═════ Okuma Metni
ÜLKÜCÜ GAZİLERİMİZ ANLATIYOR: VEYSEL ASILDI -4

Komünistlerin koğuşundan kurtulduktan sonra Askeri Cezaevi’nin Müşahede kısmında kalmaya başlamıştım. Beni götürecekleri E-Tipi Cezaevi aslında hemen bitişikteydi. Fakat bir türlü naklim yapılmıyordu. Tam 23 gün burada bir hücrede tek başıma kaldım, naklimin yapılmasını bekledim. Burada da rahat değildim. Çünkü komünistler tarafından sürekli taciz ediliyordum. Müşahede bölümünün kapısına gelen komünistler oradan bana küfrediyorlardı.

Müşahede kısmında benden başka biri daha vardı. Görmüyordum ama çıkardığı sesleri duyuyordum. Birkaç gün sonra bana seslenince onunla tanışıp konuşmaya başladık. Bitişik hücrede kalan bu kişi Veysel Güney adında Malatyalı idamlık bir komünistti. Onu tanımıyordum ama onun yakalandığı olayı biliyordum. 1981’in yılbaşına yakın bir gün Gaziantep’in Alleben mahallesindeki bir eve asker ve polisler baskın yapmışlar, bu sırasında çıkan silahlı çatışmada bir subay ile bir solcu militan ölmüştü. Veysel işte orada yakalanmıştı.

Veysel’e ülkücü olduğumu ve suçsuz yere hapse atıldığımı, komünistlerin attığı bomba ile kör olduğumu anlattım. O da bana kısaca askeri mahkemenin idam cezası verdiğini söyledi. O sıralar 12 Eylül darbecileri tarafından peş peşe idamlar yapılıyordu. Sanırım bunu düşünerek “Belki beni de asarlar” dedi. Konuşmalarımız sürdükçe Veysel’le samimiyetimiz artmıştı. Mert ve dürüst biriydi. Veysel ile ‘kanka’ olduk diyebilirim. Sadece sohbet değil aramızda yiyecek içecek alışverişi de yapıyorduk. Maalesef ikimize de ziyaretçi gelmiyordu.
══════════
═════ Verilen Kayıtlar
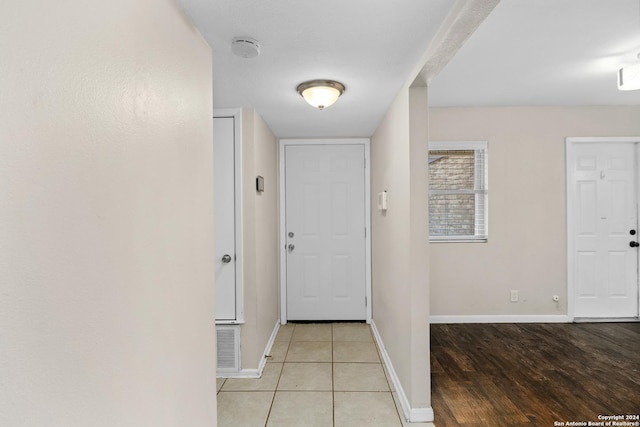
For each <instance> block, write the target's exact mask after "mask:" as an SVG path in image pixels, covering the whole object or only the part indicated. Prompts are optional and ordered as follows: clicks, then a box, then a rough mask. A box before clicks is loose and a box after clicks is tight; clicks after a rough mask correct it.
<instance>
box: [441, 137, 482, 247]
mask: <svg viewBox="0 0 640 427" xmlns="http://www.w3.org/2000/svg"><path fill="white" fill-rule="evenodd" d="M436 150H448V151H455V150H483V151H484V161H483V170H482V171H480V173H481V174H482V175H483V177H482V178H483V180H484V189H478V190H476V189H474V190H473V191H472V192H473V193H475V194H476V203H475V206H476V211H475V212H474V219H475V218H478V216H479V214H484V234H482V235H475V236H471V235H467V236H431V227H429V241H430V242H431V243H452V242H458V243H463V242H466V243H484V242H487V240H488V236H489V218H488V211H489V201H488V195H489V143H488V142H487V141H429V152H431V151H436ZM479 178H480V175H478V172H477V171H476V183H477V181H478V180H479ZM476 187H477V185H476ZM467 193H468V192H465V194H467ZM429 195H431V188H429ZM479 198H482V200H483V202H484V209H479V208H478V206H479V205H480V203H479V200H478V199H479Z"/></svg>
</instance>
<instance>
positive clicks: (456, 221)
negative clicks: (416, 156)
mask: <svg viewBox="0 0 640 427" xmlns="http://www.w3.org/2000/svg"><path fill="white" fill-rule="evenodd" d="M487 206H488V203H487V143H486V142H477V141H474V142H431V143H429V238H430V240H431V241H486V240H487V231H488V230H487Z"/></svg>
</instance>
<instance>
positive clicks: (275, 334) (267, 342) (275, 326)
mask: <svg viewBox="0 0 640 427" xmlns="http://www.w3.org/2000/svg"><path fill="white" fill-rule="evenodd" d="M279 330H280V320H276V325H275V326H274V327H273V331H271V336H270V337H269V341H268V342H267V346H266V347H265V348H264V353H262V359H260V364H259V365H258V371H260V376H262V370H263V369H264V365H266V364H267V359H269V355H270V354H271V348H272V347H273V343H274V342H276V337H277V336H278V331H279Z"/></svg>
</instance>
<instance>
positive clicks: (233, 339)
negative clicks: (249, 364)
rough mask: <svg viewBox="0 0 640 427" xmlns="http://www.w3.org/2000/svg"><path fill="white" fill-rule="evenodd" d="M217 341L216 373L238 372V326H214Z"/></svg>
mask: <svg viewBox="0 0 640 427" xmlns="http://www.w3.org/2000/svg"><path fill="white" fill-rule="evenodd" d="M216 332H217V343H218V369H217V371H218V373H230V372H238V371H239V369H240V363H239V355H240V328H239V327H238V326H220V325H218V326H216Z"/></svg>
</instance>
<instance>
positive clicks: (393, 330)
mask: <svg viewBox="0 0 640 427" xmlns="http://www.w3.org/2000/svg"><path fill="white" fill-rule="evenodd" d="M427 113H428V110H427V94H426V88H414V89H408V88H404V89H402V90H401V91H400V93H399V95H398V97H397V98H396V100H395V101H394V103H393V105H392V106H391V108H390V109H389V110H388V112H387V114H386V115H385V117H384V118H383V120H382V122H381V123H380V125H379V127H378V129H377V130H376V132H375V133H374V135H373V137H372V139H371V198H372V200H377V193H379V192H381V191H384V190H386V191H387V194H388V210H387V211H386V212H380V211H378V210H377V205H376V204H374V206H372V212H371V222H372V294H373V295H372V308H373V320H374V323H375V325H376V328H377V329H378V331H379V333H380V336H381V338H382V340H383V343H384V346H385V348H386V350H387V352H388V354H389V357H390V359H391V362H392V364H393V367H394V369H395V371H396V373H397V375H398V378H399V380H400V383H401V385H402V389H403V391H404V393H405V394H406V397H407V399H408V404H409V405H410V407H411V408H412V410H416V411H420V410H426V409H428V410H430V406H431V397H430V370H429V273H428V272H429V269H428V261H429V253H428V251H429V244H428V235H427V234H426V232H425V231H426V224H427V221H428V218H427V214H428V209H427V168H426V164H425V163H424V162H420V161H419V160H416V159H419V158H421V156H422V157H423V158H426V155H427V123H428V122H427V120H426V115H427Z"/></svg>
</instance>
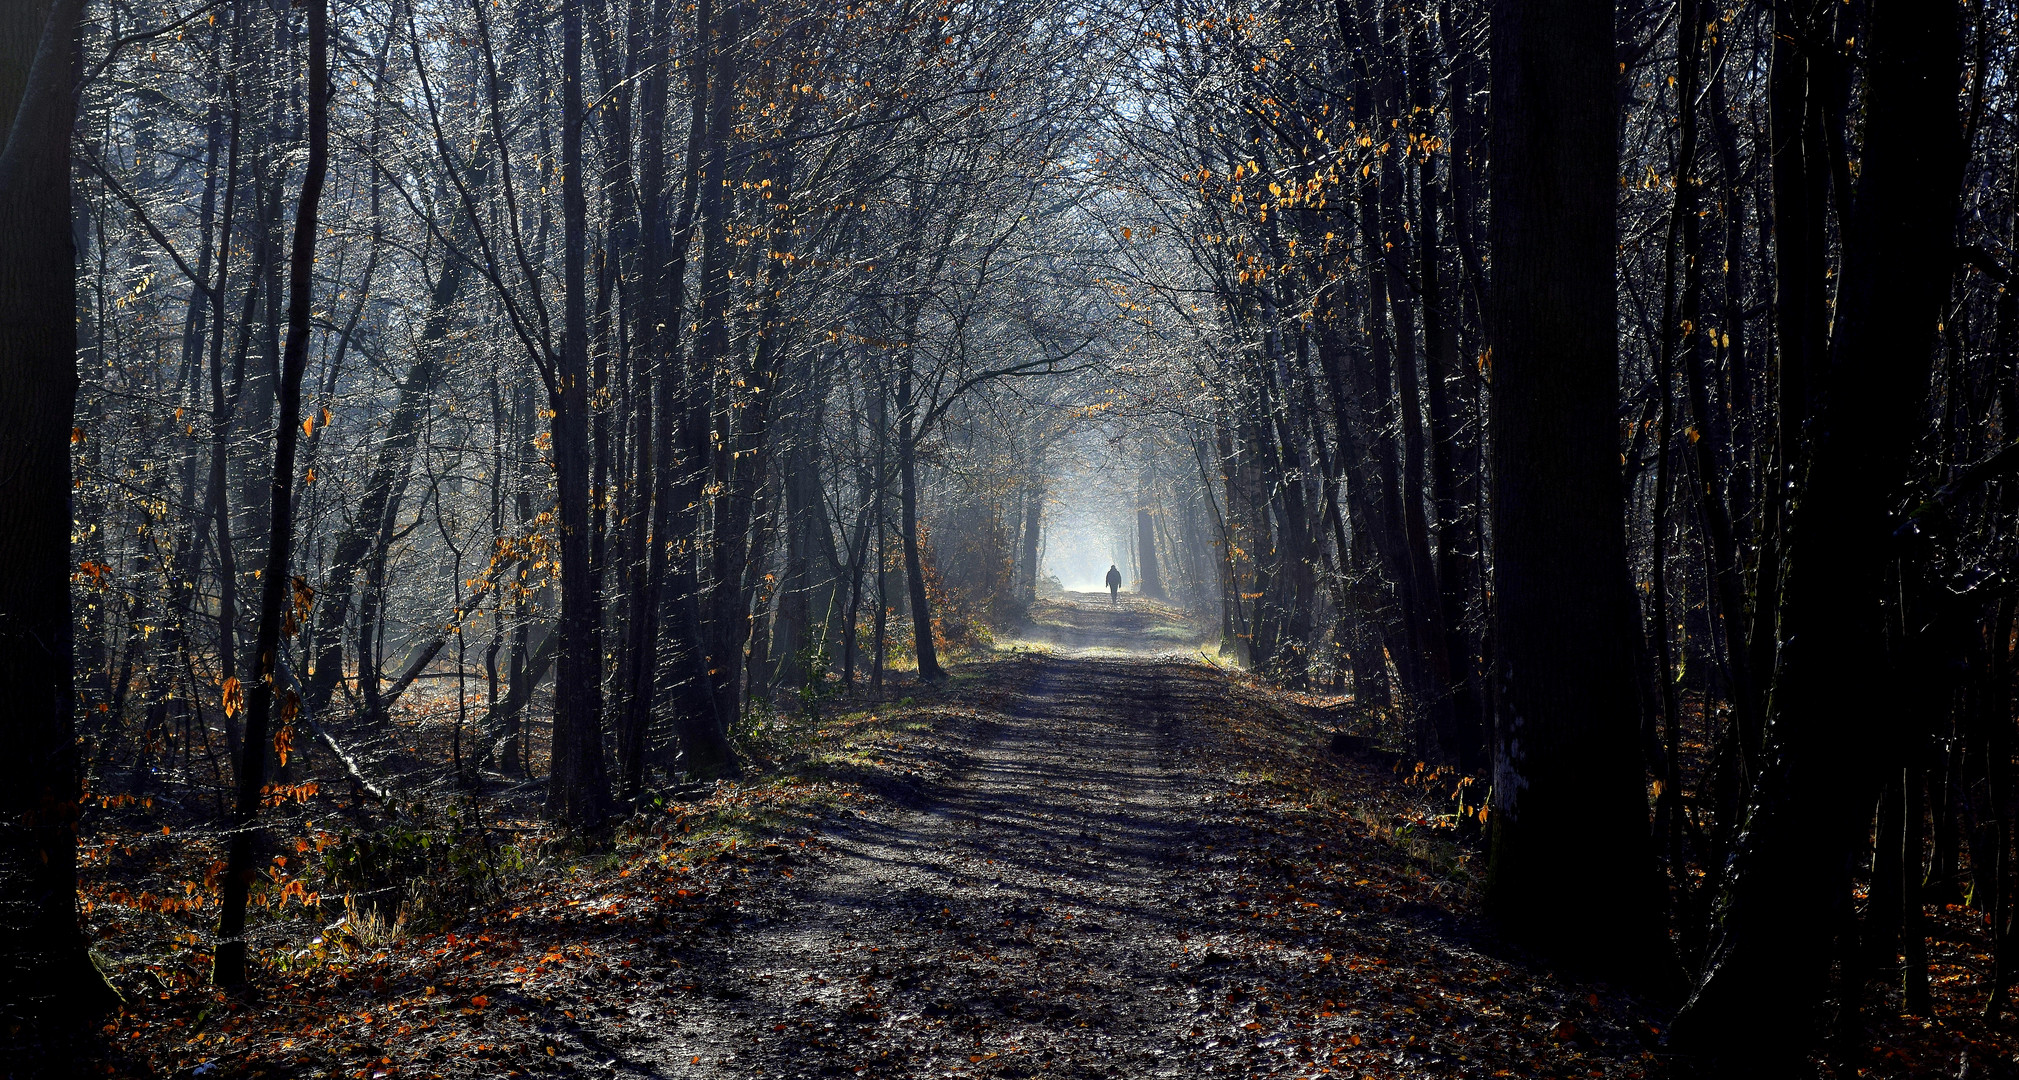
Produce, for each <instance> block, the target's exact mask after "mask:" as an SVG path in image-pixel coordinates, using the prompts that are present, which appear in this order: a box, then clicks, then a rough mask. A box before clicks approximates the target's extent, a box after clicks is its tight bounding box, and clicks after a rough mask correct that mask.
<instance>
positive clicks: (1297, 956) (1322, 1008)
mask: <svg viewBox="0 0 2019 1080" xmlns="http://www.w3.org/2000/svg"><path fill="white" fill-rule="evenodd" d="M1052 604H1054V608H1058V610H1052V612H1048V618H1050V620H1052V626H1054V634H1052V640H1054V642H1060V640H1062V638H1070V640H1072V642H1074V644H1078V646H1080V650H1078V652H1074V654H1054V656H1048V658H1046V660H1044V662H1042V664H1040V666H1038V668H1036V674H1034V678H1032V680H1030V684H1028V686H1026V688H1024V692H1022V694H1018V696H1016V700H1014V705H1012V707H1009V709H1005V711H1001V713H979V711H977V713H969V717H971V719H969V721H965V723H953V725H947V727H943V729H939V731H933V733H929V735H927V733H921V737H919V743H925V741H929V739H931V741H935V747H933V755H931V759H933V761H939V763H941V765H943V767H941V769H937V775H929V777H923V783H913V785H911V787H905V791H909V793H911V795H909V797H905V799H884V801H882V805H878V807H876V809H874V812H870V814H860V812H848V814H842V816H840V818H838V820H830V822H828V824H826V826H824V830H822V832H820V836H816V838H812V840H808V844H806V846H804V848H793V850H791V856H789V858H787V860H785V870H783V872H779V874H777V878H773V880H767V882H763V884H761V886H759V878H761V876H763V874H765V870H759V872H757V874H755V876H751V878H749V884H751V888H747V890H743V892H741V894H743V896H745V898H743V902H741V906H739V908H737V910H739V912H741V916H739V919H737V921H733V923H731V925H727V927H721V929H719V933H713V935H701V937H693V939H686V941H684V943H682V945H680V947H678V949H676V951H674V953H662V955H660V957H662V963H666V965H668V967H670V971H660V973H656V975H654V973H644V979H646V983H652V981H658V983H660V985H662V987H664V993H650V995H644V993H640V995H638V997H636V999H634V1001H632V1005H630V1007H628V1009H606V1011H602V1015H600V1017H596V1019H590V1017H581V1019H583V1021H586V1023H583V1021H577V1023H575V1025H571V1028H573V1034H575V1040H573V1042H575V1046H577V1048H579V1050H577V1052H575V1054H571V1058H573V1062H575V1064H573V1066H571V1068H567V1072H579V1070H581V1068H579V1062H583V1058H588V1060H602V1066H604V1074H610V1076H695V1078H757V1076H777V1078H818V1076H886V1078H925V1076H1016V1078H1022V1076H1068V1078H1086V1080H1092V1078H1102V1080H1104V1078H1163V1076H1201V1074H1205V1076H1300V1078H1316V1076H1320V1074H1331V1076H1349V1078H1371V1076H1639V1074H1641V1072H1643V1068H1645V1062H1648V1058H1645V1054H1648V1046H1650V1040H1652V1038H1656V1036H1654V1030H1652V1028H1648V1025H1645V1023H1643V1021H1641V1017H1643V1015H1645V1011H1643V1009H1639V1007H1637V1005H1635V1003H1633V1001H1631V999H1627V997H1623V995H1617V993H1613V991H1609V989H1605V987H1589V985H1575V983H1565V981H1557V979H1555V977H1551V975H1549V973H1545V971H1536V969H1534V967H1530V965H1526V963H1524V961H1522V959H1520V957H1518V955H1508V953H1504V951H1498V949H1496V947H1492V945H1490V939H1486V937H1484V935H1480V933H1478V929H1476V927H1472V925H1470V921H1468V919H1466V916H1464V914H1462V912H1460V910H1458V908H1460V906H1462V904H1456V902H1454V900H1460V894H1462V890H1460V888H1454V880H1456V878H1450V880H1446V878H1440V874H1458V872H1456V870H1450V864H1448V866H1446V870H1440V868H1438V864H1436V860H1433V858H1429V860H1427V858H1425V852H1429V854H1431V856H1438V852H1433V850H1429V848H1423V844H1421V842H1417V840H1403V836H1407V834H1409V830H1413V828H1417V826H1419V824H1423V818H1421V809H1417V807H1419V805H1421V803H1415V805H1417V807H1411V803H1409V793H1407V791H1405V789H1403V787H1401V785H1399V783H1397V779H1395V777H1391V775H1389V773H1387V769H1371V767H1367V765H1355V763H1345V761H1337V759H1331V757H1329V755H1324V751H1322V743H1314V739H1322V731H1320V729H1316V727H1308V725H1306V727H1302V729H1298V733H1294V735H1286V731H1288V727H1286V713H1282V711H1280V709H1278V707H1274V705H1266V703H1264V698H1262V696H1258V692H1256V690H1250V688H1244V686H1242V684H1238V682H1234V680H1230V678H1228V676H1226V674H1224V672H1219V670H1215V668H1211V666H1207V664H1203V662H1199V660H1197V658H1185V656H1181V654H1163V656H1159V654H1155V650H1157V648H1169V646H1167V644H1165V642H1163V640H1161V638H1157V636H1149V634H1143V626H1145V624H1155V622H1157V620H1155V618H1153V614H1149V616H1147V614H1145V612H1143V610H1133V608H1129V606H1123V608H1119V610H1117V608H1112V606H1110V604H1108V598H1104V596H1102V598H1098V600H1090V598H1074V596H1068V598H1062V600H1056V602H1052ZM1139 608H1141V606H1139ZM1060 626H1064V628H1066V632H1064V634H1060V632H1058V628H1060ZM913 749H915V751H917V749H921V747H913ZM921 773H923V769H921ZM1411 822H1413V824H1411ZM1454 852H1458V850H1456V848H1454V846H1452V844H1448V842H1444V856H1438V858H1446V856H1452V854H1454ZM1460 858H1464V856H1462V854H1460ZM1601 995H1603V1001H1601ZM583 1052H586V1054H583ZM604 1054H608V1058H604ZM555 1064H561V1062H555Z"/></svg>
══════════
▸ Soru
Okuma metnine göre şu soruları yanıtlayın:
(a) Anlatıcı, naklini beklerken Müşahede kısmındaki hücrede kaç gün tek başına kaldı?
(b) Bitişik hücrede kalan kişinin adı neydi ve nereliydi?
(c) Askeri mahkeme Veysel'e hangi cezayı vermişti?

▸ Görev Çıktısı
(a) 23 gün.
(b) Veysel Güney; Malatyalıydı.
(c) İdam cezası.